CONSIGNES ÉCRITES:
**a)** Relevez chaque ligne des entrées qui contient la chaîne "foliage", en tenant compte de la casse.
**b)** Rédigez la suite de l'article consacré au groupe Mordiggan, en reprenant après sa dernière phrase.

EXTRAIT DU DOCUMENT:
◇ ◇ ◇

MORDIGGAN - Metamorphose (2003)
Par MARCO STIVELL le 20 Juillet 2025          Consultée 12 fois

Dans la mythologie lovecraftienne, Mordiggian est le nom du frère de Cthulhu (le plus célèbre), dans la famille des Grands Anciens, dieux cosmiques terrifiants qui un jour ou l'autre reprendront leur place sur Terre. Ce n'est en revanche pas celui qu'avaient de base choisi une bande de musiciens originaires de Charlieu, dans le département de la Loire (42). Plus exactement, aux confins nord de cette magnifique Loire terrestre traversée par la fluviale, grand couloir assez contrasté ; d'abord l'arrivée par la vallée du Rhône qui descend au sud-est jusqu'à Saint-Etienne, ensuite plus longuement et de bas en haut, la grande eau courante séparant le Forez-Livradois auvergnat d'un côté et de l'autre le Lyonnais-Beaujolais. Au-dessus de Roanne et tout juste avant la Bourgogne, Charlieu se tient près de cette route magnifique et tranquille qui longe la rive droite de la Loire. Un pays que même un dieu-démon tout droit sorti de l'imagination pathologique de ce bon vieil H. P. Lovecraft ou l'un de ses suiveurs ne voudrait point tourmenter !

C'est là qu'une équipe de musiciens charliendins-roannais s'unit à la fin des années 1990 avec pour passion commune des goûts allant du hard-metal au rock progressif. Il y a d'abord Sandro Gérace, batteur qui sera le seul membre à écrire l'histoire des débuts jusqu'au dernier concert, puis Serge Boyer le guitariste, et ensuite pas mal de membres allant et venant jusqu'en 2002. Ils se nomment alors STIGGMA et se font connaître dans un rayon local entre le pays stéphanois et Villefranche-Sur-Saône, capitale beaujolaisienne où un premier album, Il Faut Y Croire (2000) est enregistré en autoproduction. On y voit déjà le sympathique logo du groupe, deux 'g' majuscules comme dans son nom et se faisant face, avec des airs de créature noire, cornée et menaçante. Le chanteur se nomme alors Maxime, remplaçant Mathieu Lapallus qui est passé à la guitare rythmique, tandis qu'une chanteuse-flûtiste, Sophie Boyer, soeur de Serge, est devenue un des piliers du combo tout en l'illuminant de sa présence. À la basse, Pierrick apporte depuis un an une stabilité désirée et bientôt, ce sera pareil pour Loïc Ravazi aux claviers.

◇ ◇ ◇

DOCUMENTS FOURNIS:
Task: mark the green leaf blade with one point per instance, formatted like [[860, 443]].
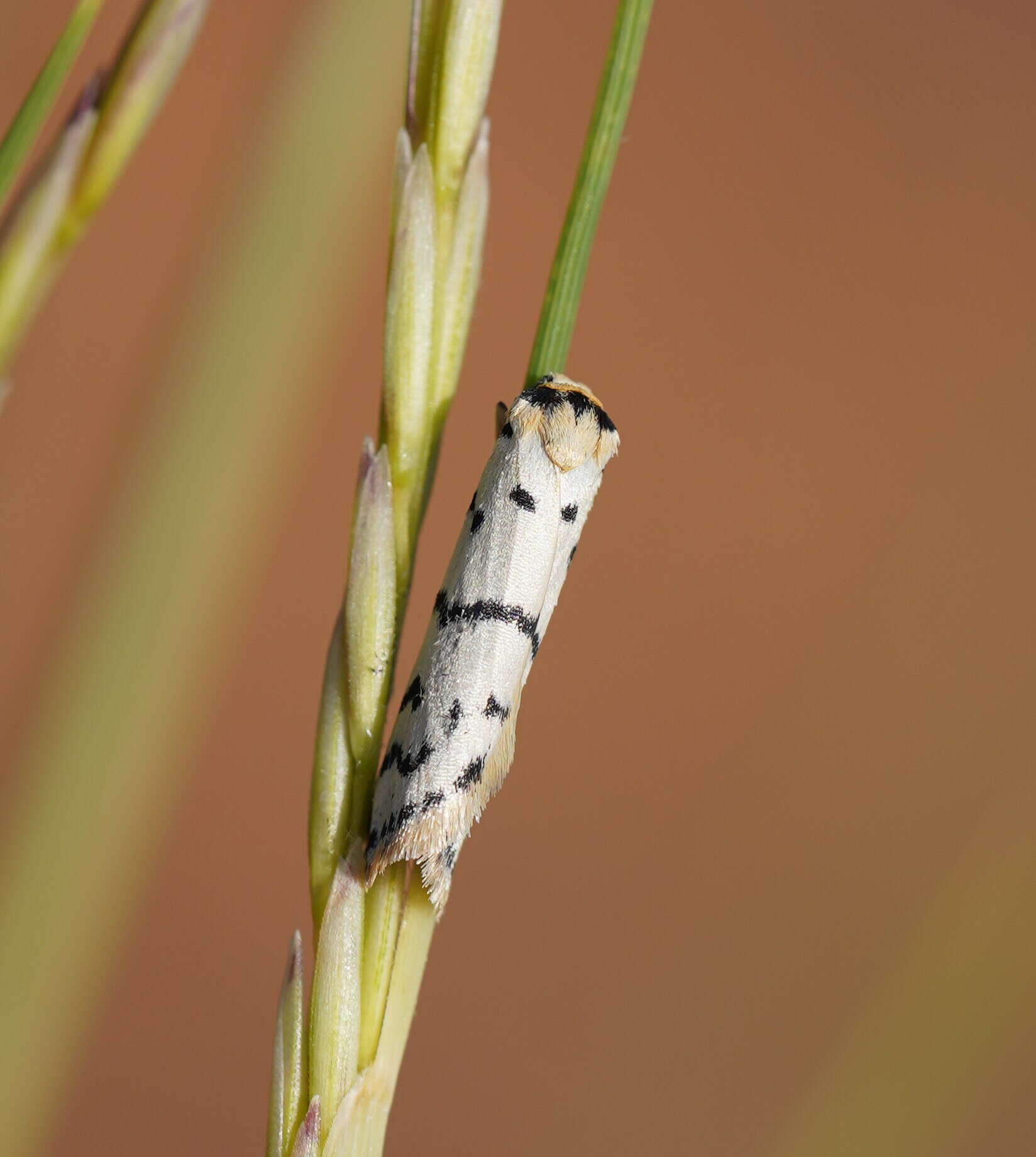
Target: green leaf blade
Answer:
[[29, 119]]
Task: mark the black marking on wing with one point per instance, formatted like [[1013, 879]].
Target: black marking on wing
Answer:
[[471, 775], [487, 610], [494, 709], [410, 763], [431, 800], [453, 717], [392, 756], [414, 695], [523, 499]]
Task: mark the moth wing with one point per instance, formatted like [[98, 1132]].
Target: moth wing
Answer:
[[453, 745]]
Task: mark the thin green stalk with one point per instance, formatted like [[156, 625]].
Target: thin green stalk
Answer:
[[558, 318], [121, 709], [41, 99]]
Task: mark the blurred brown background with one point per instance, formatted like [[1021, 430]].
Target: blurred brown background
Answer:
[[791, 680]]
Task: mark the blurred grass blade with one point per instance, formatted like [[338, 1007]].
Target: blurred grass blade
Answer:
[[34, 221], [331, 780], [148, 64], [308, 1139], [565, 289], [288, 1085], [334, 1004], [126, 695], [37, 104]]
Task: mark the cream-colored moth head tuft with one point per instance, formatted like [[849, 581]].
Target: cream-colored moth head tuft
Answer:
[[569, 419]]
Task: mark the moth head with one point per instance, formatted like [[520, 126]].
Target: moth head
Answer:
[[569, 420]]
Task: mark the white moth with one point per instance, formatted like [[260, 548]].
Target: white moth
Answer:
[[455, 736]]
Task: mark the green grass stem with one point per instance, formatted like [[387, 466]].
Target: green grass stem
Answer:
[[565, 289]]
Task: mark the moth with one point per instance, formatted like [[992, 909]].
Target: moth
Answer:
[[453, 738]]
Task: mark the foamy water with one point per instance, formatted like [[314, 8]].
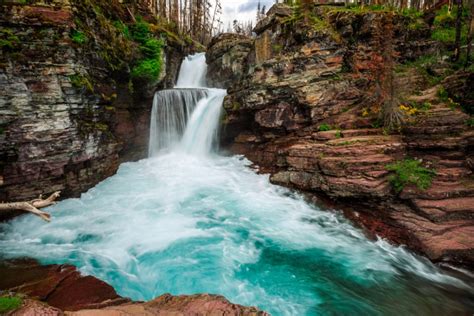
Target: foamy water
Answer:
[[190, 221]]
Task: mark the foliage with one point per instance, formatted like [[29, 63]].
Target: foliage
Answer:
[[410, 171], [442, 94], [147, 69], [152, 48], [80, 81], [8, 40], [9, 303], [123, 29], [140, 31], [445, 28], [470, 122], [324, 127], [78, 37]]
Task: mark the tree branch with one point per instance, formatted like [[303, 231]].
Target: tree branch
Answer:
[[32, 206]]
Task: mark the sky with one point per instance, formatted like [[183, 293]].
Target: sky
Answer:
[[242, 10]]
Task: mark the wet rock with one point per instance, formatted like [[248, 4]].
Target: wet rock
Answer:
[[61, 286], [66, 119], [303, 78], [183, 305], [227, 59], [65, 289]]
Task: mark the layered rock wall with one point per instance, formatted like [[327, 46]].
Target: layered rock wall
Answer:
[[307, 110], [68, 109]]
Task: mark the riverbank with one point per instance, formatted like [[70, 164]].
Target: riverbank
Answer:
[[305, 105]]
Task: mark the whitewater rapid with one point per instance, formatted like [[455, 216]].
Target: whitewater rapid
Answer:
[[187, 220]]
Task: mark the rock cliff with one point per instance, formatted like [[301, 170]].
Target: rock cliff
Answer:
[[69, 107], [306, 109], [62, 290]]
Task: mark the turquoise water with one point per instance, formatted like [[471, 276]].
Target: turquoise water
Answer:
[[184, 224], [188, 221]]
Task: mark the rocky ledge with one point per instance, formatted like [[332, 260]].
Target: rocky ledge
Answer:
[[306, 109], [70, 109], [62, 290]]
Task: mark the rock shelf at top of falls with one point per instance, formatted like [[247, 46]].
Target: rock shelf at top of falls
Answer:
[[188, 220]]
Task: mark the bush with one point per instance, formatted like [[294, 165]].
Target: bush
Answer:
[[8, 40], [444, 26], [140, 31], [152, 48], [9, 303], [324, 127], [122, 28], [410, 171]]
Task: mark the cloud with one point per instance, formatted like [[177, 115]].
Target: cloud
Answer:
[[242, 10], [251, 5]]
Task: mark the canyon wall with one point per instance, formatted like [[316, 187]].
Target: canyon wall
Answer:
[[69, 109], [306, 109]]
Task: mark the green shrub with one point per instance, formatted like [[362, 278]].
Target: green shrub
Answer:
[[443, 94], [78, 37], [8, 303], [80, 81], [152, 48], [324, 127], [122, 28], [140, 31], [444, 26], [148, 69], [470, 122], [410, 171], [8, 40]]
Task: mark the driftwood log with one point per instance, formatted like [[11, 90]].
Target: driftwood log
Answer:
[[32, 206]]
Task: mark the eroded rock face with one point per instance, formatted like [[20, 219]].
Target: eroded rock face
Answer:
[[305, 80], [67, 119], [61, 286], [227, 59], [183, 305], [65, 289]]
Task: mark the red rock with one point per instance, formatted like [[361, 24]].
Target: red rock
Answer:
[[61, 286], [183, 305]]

◇ ◇ ◇

RÉPONSES PAR CONSIGNE:
**a)**
Task: mark the foliage with one point per instance, formatted like [[29, 63]].
Target: foliage

**b)**
En 2002, STIGGMA change de nom pour MORDIGGAN, en conservant les deux 'g' donc. Et là, le groupe monte encore d'un cran avec l'enregistrement de ce qui deviendra Métamorphose, à Villefranche de nouveau. D'abord, il est autoproduit puis, assez vite, ils obtiennent une meilleure opportunité de distribution grâce à Brennus, label basé dans le Tarn (81) et lié de près à Musea Records. Autrement dit, MORDIGGAN appartient désormais à la grande famille des groupes français pouvant avoir un rayonnement à l'étranger aussi bien dans le public prog que metal, avec quand même plus d'accointances pour ce dernier et ses penchants les plus mélodiques. D'ailleurs, dans le même catalogue, on rencontre SATAN JOKERS ou bien DYSLEXIA, en première partie de qui nos charliendins-roannais avaient joué. Ils ne profiteront guère longtemps de pareils tremplin et avantages hélas, mais Métamorphose demeure un des disques si bien faits et comptant dans la trésorerie culturelle qu'on regrette vraiment que les choses n'aient pu aller plus loin.

Si bien fait mais avec la mesure de ses moyens car dans le studio Backstage où le disque est travaillé tout comme son prédécesseur (dont il est difficile de trouver trace), le son n'a pas cette évidence des grosses productions claires et plus ou moins équilibrées. Au moins, on profite et avec bonheur de ce qui reste l'une des meilleures oeuvres prog-metal françaises et en langue de Molière s'il vous plait ! STIGGMA mêlait chants en anglais comme en français, et le fait de changer pour MORDIGGAN symbolise également cette décision de ne garder que la langue natale, dans laquelle Sophie Boyer et Maxime sont naturellement plus à l'aise. Seulement voilà, quand Métamorphose est réalisé, Maxime n'est déjà plus de l'aventure, mais il laisse bon nombre de ses textes que Jérôme Bougaret (ENTROPIA) complète et interprète, pour part masculine. On apprécie d'ailleurs ce timbre quelque part entre Christian Décamps de ANGE, y compris pour l'aspect théâtral (plus léger), et Jean-Jacques GOLDMAN durant son époque TAÏ PHONG, quand Jérôme pousse brusquement dans les aiguës.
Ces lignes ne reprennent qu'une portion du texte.